*** EXCERPT ***
Accepted for/Published in: JMIR mHealth and uHealth
Date Submitted: Aug 28, 2025
Open Peer Review Period: Sep 4, 2025 - Oct 30, 2025
Date Accepted: Mar 23, 2026
(closed for review but you can still tweet)
Warning: This is an author submission that is not peer-reviewed or edited. Preprints - unless they show as "accepted" - should not be relied on to guide clinical practice or health-related behavior and should not be reported in news media as established information.
A pilot mHealth text-messaging program targeting parents during the first 2000 days: a non-randomized, repeat cross-sectional analysis to pragmatically evaluate feasibility, engagement, acceptability and potential effectiveness within the Hunter New England region of New South Wales, Australia.
ABSTRACT
Background:
The first 2000 days of a child’s life represents a critical window for growth and development, profoundly influencing long-term physical health, cognitive outcomes, and the risk of future chronic disease. Healthy Beginnings for Hunter New England Kids (HB4HNEKids) is a text-messaging program delivered alongside routine Child and Family Health Nursing (CFHN) care which provides families with easy to access, evidence-based, age and stage related preventive health information across the first 2000 days.
Objective:
This pilot study explores the feasibility, engagement and acceptability of the HB4HNEKids program when embedded into routine CFHN service delivery. It also explores the potential effectiveness of the program at 6- and/or 12-months post-partum on outcomes including: breastfeeding, child diet, child movement, and parental mental well-being.
*** End of EXCERPT ***
*** EXERCISE DATA ***
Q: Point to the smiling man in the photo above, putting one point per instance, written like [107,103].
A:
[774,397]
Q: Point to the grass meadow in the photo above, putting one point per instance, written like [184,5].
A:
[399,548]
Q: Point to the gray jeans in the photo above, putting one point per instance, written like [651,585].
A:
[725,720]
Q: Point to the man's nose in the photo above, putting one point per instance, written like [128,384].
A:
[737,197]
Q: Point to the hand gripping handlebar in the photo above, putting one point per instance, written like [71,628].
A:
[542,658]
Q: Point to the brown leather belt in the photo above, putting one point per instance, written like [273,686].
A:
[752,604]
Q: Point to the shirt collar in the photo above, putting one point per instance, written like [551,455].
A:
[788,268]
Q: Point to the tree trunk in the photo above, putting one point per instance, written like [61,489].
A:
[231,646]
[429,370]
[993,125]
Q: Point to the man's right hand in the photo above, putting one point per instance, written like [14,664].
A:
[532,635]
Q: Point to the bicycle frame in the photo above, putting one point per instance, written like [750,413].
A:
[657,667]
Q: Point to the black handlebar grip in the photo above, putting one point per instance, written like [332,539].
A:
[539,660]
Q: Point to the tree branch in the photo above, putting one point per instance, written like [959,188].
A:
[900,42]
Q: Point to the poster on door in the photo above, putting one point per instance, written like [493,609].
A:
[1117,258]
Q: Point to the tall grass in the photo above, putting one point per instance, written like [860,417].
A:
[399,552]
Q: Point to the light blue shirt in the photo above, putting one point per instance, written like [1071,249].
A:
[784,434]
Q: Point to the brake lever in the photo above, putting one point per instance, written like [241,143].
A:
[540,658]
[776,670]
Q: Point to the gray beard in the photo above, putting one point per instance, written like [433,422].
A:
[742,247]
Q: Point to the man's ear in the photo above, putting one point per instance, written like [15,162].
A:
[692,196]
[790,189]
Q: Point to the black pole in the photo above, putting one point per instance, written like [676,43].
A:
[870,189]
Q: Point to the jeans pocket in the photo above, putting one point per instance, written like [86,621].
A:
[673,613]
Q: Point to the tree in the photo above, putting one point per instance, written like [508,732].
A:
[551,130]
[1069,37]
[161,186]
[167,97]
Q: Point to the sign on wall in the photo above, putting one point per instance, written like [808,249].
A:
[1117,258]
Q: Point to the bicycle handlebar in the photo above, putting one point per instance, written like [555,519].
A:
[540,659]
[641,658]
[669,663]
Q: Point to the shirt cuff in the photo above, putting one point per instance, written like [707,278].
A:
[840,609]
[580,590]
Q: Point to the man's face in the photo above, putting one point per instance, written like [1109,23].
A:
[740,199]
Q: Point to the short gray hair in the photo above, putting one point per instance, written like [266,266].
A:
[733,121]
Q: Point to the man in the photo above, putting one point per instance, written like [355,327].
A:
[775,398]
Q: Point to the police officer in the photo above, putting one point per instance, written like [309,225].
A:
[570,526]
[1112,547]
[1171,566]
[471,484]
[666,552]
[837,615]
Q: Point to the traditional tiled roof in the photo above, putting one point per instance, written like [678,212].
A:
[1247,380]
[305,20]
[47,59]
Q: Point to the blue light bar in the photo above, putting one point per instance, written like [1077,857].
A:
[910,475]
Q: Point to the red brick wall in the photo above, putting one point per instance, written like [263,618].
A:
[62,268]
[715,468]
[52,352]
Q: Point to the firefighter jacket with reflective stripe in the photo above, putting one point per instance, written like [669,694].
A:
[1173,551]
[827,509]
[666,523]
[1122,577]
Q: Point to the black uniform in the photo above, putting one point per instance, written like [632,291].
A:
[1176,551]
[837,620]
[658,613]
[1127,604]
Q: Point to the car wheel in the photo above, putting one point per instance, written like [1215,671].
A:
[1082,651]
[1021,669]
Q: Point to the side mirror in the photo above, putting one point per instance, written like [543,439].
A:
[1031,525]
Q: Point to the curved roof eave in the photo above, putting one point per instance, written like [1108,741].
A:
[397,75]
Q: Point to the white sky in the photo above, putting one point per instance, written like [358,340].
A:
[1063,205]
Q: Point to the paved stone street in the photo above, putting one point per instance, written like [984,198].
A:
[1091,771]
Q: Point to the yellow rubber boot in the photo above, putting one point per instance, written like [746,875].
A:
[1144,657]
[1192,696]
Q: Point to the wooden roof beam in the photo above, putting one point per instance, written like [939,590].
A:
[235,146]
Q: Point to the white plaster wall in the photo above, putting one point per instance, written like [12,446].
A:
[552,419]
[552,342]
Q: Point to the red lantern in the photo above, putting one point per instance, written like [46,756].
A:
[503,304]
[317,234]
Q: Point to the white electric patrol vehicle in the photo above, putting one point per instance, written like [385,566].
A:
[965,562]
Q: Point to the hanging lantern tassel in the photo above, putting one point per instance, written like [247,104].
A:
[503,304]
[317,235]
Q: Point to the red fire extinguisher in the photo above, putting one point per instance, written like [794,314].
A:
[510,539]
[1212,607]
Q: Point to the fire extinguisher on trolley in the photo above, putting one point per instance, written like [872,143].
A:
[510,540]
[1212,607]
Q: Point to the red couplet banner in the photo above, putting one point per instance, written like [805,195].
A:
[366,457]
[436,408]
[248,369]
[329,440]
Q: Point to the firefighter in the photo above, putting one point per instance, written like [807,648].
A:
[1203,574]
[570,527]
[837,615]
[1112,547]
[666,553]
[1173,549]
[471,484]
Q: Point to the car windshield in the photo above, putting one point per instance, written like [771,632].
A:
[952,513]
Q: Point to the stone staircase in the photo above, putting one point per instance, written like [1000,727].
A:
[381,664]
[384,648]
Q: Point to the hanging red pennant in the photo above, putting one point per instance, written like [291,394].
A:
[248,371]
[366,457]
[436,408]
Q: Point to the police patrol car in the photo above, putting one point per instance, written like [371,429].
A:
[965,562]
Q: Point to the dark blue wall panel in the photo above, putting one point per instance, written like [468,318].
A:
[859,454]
*** End of EXERCISE DATA ***
**WHAT TO DO**
Resume the abstract on the HB4HNEKids text-messaging pilot, picking up after its last shown sentence.

**EXPECTED ANSWER**
Methods:
During the pilot phase (October 2021-July 2024), project record data was used to assess the number of families enrolled and number of text-messages sent (feasibility), and the number of families that opt-out (engagement). Repeat cross-sectional online or telephone surveys were conducted at 5-7 months post-partum (T1, May-December 2022) and again at 12-14 months post-partum (T2, August 2023-July 2024), with birthing parents who had received HB4HNEKids, and a concurrent non-randomized comparison group located within the Hunter New England region of New South Wales, Australia that did not receive the program. Surveys assessed parental self-reported engagement with the messages, and program acceptability, as well as health behaviors including breastfeeding status, child diet, child movement and parental mental wellbeing. Unadjusted and adjusted mixed linear regression analyses were conducted to calculate mean differences (MD) and odds ratios (OR).
Results:
During the pilot phase, HB4HNEKids was delivered to 6243 families (73.4% of families contacted by CFHN). A total of 383 birthing parents completed the survey at 6 months (26% receiving HB4HNEKids), and 283 completed the survey at 12 months (37% receiving HB4HNEKids). Of the survey participants who received HB4HNEKids (n=200), between 76-83% reported that they always or very often read the text-messages, spending on average 5-7 minutes engaged with the content. At both survey timepoints, over 90% of participants receiving HB4HNEKids agreed the program was acceptable. Child daily intake of vegetables was significantly higher in the HB4HNEKids group (adjusted MD: 0.23 (95% CI: 0.07 to 0.40), P=.006) compared with the comparison group at 12 months. Parents receiving HB4HNEKids also reported significantly better mental wellbeing scores than those in the comparison group (P=.005). While HB4HNEkids participants reported breastfeeding rates 5 percentage points greater than comparison participants at 6 and 12-months, this result was not statistically significant. There were no statistically significant differences between HB4HNEKids, and comparison participant responses related to child movement behaviors.
Conclusions:
The HB4HNEKids text-messaging program is feasible to deliver at scale alongside routine CFHN care and is highly acceptable and engaging to parents. This pragmatic evaluation of the pilot, embedding into usual care, indicates potential effectiveness of the program for improving child vegetable intakes and parental mental wellbeing. Further evaluation of this program within larger samples using robust methodology is needed to determine the effectiveness of this innovative mHealth program across the first 2000 days.